## EXCERPTED TEXT
------------------------------------------------------------

I have recently come across Australian recorder player Rodney Waterman, who has released his recording of Giovanni Bassano’s solo Ricercate of 1585; which represents the first recording of all eight ricercate on recorder.  His main fascination lays, in the historical improvisatory fantasia and ricercar musical forms.

The works are played on a very special “Ganassi” recorder in g’, mean tone, maple, 2-piece with brass ring join, A440, by Frederick Morgan, Daylesford, 1980.  The instrument has a unique bold and beautiful tone and an extraordinary fluent and even, two and a half octave range.

Waterman, with his wonderful musical and interpretive ability, using the “Ganassi” recorder; really brings Bassano’s music to life, with its flexible and clarion tone.

------------------------------------------------------------

## ASSIGNMENT 1
In the Rodney Waterman review, write out the part that opens with the words containing "I have recently" and closes with "ricercar musical forms.", putting "interest" in place of "fascination".
## ASSIGNMENT 2
According to the Rodney Waterman review, who made the "Ganassi" recorder used for the recording, and where?
## ASSIGNMENT 3
Decide whether each statement agrees with the Rodney Waterman review: (a) The recorder is set to A440. (b) The ricercate Waterman recorded date from 1600. (c) The instrument has a range of three octaves.

(Extracted data entries)
------------------------------------------------------------

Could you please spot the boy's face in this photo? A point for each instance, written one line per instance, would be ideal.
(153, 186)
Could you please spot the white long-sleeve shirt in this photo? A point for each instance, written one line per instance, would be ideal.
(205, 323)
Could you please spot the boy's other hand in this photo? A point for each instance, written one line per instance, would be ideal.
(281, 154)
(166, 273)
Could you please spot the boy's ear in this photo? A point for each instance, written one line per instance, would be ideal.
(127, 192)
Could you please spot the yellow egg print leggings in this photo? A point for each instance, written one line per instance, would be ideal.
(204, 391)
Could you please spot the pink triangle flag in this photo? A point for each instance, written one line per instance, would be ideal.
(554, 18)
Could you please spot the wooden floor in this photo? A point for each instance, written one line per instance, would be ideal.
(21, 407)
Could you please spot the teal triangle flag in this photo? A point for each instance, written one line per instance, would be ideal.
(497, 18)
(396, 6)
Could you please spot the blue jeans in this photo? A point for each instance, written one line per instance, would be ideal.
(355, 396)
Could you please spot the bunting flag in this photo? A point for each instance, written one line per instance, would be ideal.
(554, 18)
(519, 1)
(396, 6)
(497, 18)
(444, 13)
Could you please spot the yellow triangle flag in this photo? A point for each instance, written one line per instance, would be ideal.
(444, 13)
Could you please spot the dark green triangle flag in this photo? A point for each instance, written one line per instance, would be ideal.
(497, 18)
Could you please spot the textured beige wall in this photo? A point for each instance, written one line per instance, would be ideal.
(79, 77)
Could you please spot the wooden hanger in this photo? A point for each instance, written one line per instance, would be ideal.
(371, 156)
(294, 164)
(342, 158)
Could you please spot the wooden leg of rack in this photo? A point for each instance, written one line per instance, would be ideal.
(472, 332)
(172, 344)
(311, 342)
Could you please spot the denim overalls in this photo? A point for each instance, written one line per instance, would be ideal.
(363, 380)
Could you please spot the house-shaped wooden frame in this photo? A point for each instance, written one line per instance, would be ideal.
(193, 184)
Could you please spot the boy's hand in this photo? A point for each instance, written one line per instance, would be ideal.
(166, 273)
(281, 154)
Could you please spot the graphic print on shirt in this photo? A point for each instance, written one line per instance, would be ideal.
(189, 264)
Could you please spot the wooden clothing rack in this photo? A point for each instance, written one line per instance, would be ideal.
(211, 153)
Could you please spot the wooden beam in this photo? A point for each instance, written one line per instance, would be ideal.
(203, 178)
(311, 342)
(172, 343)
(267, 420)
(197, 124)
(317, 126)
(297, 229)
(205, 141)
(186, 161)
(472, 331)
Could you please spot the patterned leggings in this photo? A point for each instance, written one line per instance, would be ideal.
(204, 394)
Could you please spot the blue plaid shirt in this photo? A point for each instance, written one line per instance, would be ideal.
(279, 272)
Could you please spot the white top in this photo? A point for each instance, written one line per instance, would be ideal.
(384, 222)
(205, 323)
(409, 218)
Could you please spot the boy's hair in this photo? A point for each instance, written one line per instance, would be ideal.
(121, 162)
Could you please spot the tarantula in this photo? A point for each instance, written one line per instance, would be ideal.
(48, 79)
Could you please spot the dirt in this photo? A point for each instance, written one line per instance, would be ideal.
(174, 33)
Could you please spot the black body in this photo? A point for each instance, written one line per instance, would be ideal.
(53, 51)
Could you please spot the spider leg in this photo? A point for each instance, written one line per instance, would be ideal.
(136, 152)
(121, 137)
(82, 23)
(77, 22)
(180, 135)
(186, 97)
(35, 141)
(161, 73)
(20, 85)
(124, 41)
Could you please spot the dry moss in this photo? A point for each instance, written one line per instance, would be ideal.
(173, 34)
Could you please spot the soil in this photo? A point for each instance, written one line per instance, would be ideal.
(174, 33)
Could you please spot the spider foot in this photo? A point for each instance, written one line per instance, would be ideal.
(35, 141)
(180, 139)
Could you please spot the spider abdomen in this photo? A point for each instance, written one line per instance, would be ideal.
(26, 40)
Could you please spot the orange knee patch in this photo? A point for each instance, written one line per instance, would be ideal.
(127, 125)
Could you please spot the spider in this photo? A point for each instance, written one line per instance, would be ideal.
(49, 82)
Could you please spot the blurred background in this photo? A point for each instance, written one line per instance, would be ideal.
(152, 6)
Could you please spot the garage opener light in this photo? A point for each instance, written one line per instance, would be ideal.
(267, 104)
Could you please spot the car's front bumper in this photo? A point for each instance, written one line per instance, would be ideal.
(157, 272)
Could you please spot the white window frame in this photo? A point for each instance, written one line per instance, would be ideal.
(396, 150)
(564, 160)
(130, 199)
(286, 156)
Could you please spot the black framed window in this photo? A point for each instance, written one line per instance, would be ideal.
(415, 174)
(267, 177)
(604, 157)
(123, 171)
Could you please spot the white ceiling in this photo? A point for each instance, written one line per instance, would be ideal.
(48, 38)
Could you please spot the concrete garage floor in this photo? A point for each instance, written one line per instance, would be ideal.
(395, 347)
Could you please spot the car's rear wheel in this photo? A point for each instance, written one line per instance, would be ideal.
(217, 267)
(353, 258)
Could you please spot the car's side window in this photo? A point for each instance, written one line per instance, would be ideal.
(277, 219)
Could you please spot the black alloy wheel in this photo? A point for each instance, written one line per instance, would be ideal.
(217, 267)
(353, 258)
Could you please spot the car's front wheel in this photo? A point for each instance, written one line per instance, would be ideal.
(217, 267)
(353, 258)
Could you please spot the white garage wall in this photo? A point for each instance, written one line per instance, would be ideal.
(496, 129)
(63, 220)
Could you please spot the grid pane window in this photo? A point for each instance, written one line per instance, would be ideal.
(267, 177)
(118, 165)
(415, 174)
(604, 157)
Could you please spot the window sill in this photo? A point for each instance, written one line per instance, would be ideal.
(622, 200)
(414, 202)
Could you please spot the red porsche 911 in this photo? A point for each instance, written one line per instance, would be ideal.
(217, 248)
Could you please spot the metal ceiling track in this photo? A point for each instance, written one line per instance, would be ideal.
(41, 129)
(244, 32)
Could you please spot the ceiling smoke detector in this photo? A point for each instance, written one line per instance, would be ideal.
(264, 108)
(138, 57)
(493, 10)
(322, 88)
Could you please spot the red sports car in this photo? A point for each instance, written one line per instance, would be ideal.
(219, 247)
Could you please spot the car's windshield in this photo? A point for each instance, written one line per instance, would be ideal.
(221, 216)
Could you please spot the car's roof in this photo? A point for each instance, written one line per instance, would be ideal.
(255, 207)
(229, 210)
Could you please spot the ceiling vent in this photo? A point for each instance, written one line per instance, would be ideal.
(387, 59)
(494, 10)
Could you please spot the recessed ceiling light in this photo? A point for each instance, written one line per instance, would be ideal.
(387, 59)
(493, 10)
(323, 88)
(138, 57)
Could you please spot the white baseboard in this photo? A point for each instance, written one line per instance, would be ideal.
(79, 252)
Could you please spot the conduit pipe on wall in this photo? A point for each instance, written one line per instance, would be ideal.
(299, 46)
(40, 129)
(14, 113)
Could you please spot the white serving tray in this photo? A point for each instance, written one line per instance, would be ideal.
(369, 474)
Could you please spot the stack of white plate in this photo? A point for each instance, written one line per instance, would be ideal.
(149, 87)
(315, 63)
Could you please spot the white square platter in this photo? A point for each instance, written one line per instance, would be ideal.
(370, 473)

------------------------------------------------------------

## WRITTEN RESPONSE 1
I have recently come across Australian recorder player Rodney Waterman, who has released his recording of Giovanni Bassano’s solo Ricercate of 1585; which represents the first recording of all eight ricercate on recorder.  His main interest lays, in the historical improvisatory fantasia and ricercar musical forms.

## WRITTEN RESPONSE 2
Frederick Morgan, in Daylesford, in 1980.

## WRITTEN RESPONSE 3
(a) Yes: "A440"
(b) No: "solo Ricercate of 1585"
(c) No: "two and a half octave range"